→ What is required
Swap every occurrence of "drop a marker" in the data below for "place a pin", and reproduce all of the data otherwise unchanged.
[START Supplied data]
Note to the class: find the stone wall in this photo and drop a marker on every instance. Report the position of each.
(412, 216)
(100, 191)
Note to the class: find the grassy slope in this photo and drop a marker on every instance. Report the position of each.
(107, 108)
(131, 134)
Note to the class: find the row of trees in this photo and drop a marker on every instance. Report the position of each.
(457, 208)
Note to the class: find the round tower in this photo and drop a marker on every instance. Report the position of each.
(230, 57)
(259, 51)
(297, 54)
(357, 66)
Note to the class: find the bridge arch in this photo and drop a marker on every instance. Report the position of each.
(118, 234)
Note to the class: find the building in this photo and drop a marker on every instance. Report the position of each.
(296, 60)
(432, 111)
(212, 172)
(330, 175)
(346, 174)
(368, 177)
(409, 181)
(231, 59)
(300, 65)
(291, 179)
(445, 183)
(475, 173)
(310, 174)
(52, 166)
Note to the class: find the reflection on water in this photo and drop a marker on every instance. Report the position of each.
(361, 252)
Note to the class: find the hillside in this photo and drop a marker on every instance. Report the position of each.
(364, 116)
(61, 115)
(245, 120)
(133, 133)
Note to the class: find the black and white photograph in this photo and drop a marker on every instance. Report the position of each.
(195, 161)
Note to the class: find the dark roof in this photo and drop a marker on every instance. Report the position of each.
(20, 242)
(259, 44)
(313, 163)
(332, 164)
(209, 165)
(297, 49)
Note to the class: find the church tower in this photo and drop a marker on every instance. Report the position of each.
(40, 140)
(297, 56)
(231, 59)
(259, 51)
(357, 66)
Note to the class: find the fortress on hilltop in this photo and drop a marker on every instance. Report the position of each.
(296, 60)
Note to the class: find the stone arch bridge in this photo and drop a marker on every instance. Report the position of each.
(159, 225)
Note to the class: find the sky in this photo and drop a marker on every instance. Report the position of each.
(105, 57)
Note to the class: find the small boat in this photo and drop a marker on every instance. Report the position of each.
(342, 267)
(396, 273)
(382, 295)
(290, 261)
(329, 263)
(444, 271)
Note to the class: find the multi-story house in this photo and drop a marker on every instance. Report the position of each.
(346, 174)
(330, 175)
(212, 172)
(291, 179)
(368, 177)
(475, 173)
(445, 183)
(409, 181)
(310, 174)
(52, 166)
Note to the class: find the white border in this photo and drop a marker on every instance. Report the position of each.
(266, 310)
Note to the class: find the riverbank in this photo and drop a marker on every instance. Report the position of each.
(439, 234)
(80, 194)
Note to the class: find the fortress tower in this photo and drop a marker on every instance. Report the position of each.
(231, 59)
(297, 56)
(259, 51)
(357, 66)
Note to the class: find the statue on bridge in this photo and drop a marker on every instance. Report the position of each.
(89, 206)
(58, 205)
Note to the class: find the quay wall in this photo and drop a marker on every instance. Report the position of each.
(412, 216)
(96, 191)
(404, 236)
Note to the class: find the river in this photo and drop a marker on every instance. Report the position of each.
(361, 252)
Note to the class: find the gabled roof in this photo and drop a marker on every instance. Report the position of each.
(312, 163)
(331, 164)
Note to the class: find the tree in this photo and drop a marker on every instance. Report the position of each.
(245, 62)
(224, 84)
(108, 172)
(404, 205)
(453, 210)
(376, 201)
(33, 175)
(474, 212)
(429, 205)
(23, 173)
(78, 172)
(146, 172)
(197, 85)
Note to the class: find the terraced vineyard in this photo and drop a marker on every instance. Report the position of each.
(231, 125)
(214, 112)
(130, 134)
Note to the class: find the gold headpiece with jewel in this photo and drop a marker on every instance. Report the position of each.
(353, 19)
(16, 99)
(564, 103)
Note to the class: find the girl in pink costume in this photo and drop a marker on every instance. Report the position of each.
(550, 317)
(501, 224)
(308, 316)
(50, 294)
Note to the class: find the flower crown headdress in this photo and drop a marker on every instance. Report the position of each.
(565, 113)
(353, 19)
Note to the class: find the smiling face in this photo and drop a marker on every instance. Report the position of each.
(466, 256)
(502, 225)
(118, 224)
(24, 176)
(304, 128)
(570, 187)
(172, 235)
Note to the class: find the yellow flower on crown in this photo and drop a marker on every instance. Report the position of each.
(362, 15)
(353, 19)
[END Supplied data]
→ Response
Note to the class: find the stone wall in this photo and place a pin on every instance. Report the position of each.
(412, 216)
(100, 191)
Note to the class: find the grassy slope in this photo and place a pin on every instance. Report the position of each.
(107, 108)
(131, 134)
Note to the class: find the row of trees in this photo and place a pin on every instance. Report the position of each.
(457, 208)
Note to the class: find the round tower in this photo and place a pin on every instance. Report the position of each.
(230, 57)
(259, 51)
(297, 54)
(357, 66)
Note to the class: find the bridge arch in this photo and place a pin on every instance. Report the position of each.
(118, 234)
Note to the class: find the building in this photo and place a pin on every instance. Report the position of each.
(296, 60)
(432, 111)
(212, 172)
(330, 175)
(346, 174)
(368, 177)
(409, 181)
(231, 59)
(300, 65)
(291, 179)
(445, 183)
(475, 173)
(310, 174)
(52, 166)
Note to the class: find the reflection on water in this photo and place a pin on every instance. Report the position of each.
(361, 252)
Note to the class: find the hillside in this photo and place a pin on every instance. Report the position of each.
(364, 116)
(61, 115)
(245, 120)
(133, 133)
Note to the class: find the black and white photograph in this photo and place a pin on every instance. Report the position of each.
(195, 161)
Note to the class: find the dark roof in this photo and place a pin on every instance. Report the position of each.
(20, 242)
(259, 44)
(313, 163)
(332, 164)
(209, 165)
(297, 49)
Note to the class: find the church tower in this photo and place a pin on every instance. Report the position of each.
(40, 140)
(297, 56)
(231, 59)
(259, 51)
(357, 66)
Note to the class: find the fortress on hilltop in this photo and place a pin on every instance. Report the position of each.
(296, 60)
Note to the class: find the stone arch bridge in this photo and place a pin on every instance. Report the position of each.
(159, 225)
Note to the class: find the sky in this photo and place a pin on every instance. Report the position of each.
(105, 57)
Note to the class: find the small boat in this photo and place a pin on every instance. Report the position of each.
(342, 267)
(396, 273)
(382, 295)
(290, 261)
(329, 263)
(444, 271)
Note to the class: find the multi-story house in this photo and place a pin on every instance. Report the position of each.
(346, 174)
(330, 175)
(212, 172)
(291, 179)
(368, 177)
(475, 173)
(445, 183)
(409, 181)
(310, 174)
(52, 166)
Note to the class: find the white border in this photo and place a pin on every instance. Report the position of each.
(266, 310)
Note to the class: find the riverbank in this photo and place a pin on every instance. Report the position of each.
(439, 234)
(80, 194)
Note to the class: find the fortress tower in this photo and place a pin on every instance. Report the position of each.
(231, 59)
(297, 56)
(259, 51)
(357, 66)
Note to the class: find the statue on bridge in this photo and place a pin on every instance. Report the position of each.
(89, 206)
(58, 205)
Note to the class: find the quay wall in this photo and place a pin on every instance. Report the position of each.
(412, 216)
(96, 191)
(404, 236)
Note to the class: find the river in this photo and place a pin on every instance. Report the position of each.
(361, 252)
Note to the class: find the gabled roof in this photo and place a pin on every instance. Report the position of each.
(312, 163)
(331, 164)
Note to the class: find the tree in this photo and place a pin on every instance. Report the position of each.
(245, 62)
(224, 84)
(108, 172)
(404, 205)
(453, 210)
(376, 201)
(33, 175)
(474, 212)
(429, 205)
(23, 173)
(78, 172)
(146, 172)
(197, 85)
Note to the class: find the terraced vineyard in this photo and place a pin on every instance. Report the position of each.
(231, 125)
(214, 112)
(130, 134)
Note to the class: find the gold headpiece with jewel in this photo and place a pin on every instance. Report the position of each.
(353, 19)
(16, 99)
(564, 103)
Note to the class: find the girl in pink costume in this photo and place a pin on every instance. Report the position of each.
(550, 317)
(501, 224)
(308, 316)
(50, 294)
Note to the class: find the flower crown headdress in this photo and place a pin on every instance. Report the position of each.
(565, 113)
(353, 19)
Note to the class: find the smiling face in this photo and place a pin on every instance. Report the position of each.
(466, 256)
(502, 225)
(118, 224)
(24, 176)
(304, 128)
(570, 187)
(172, 235)
Note to the class: find the yellow flower on crown in this photo and place a pin on every instance. Report the position of each.
(362, 15)
(353, 19)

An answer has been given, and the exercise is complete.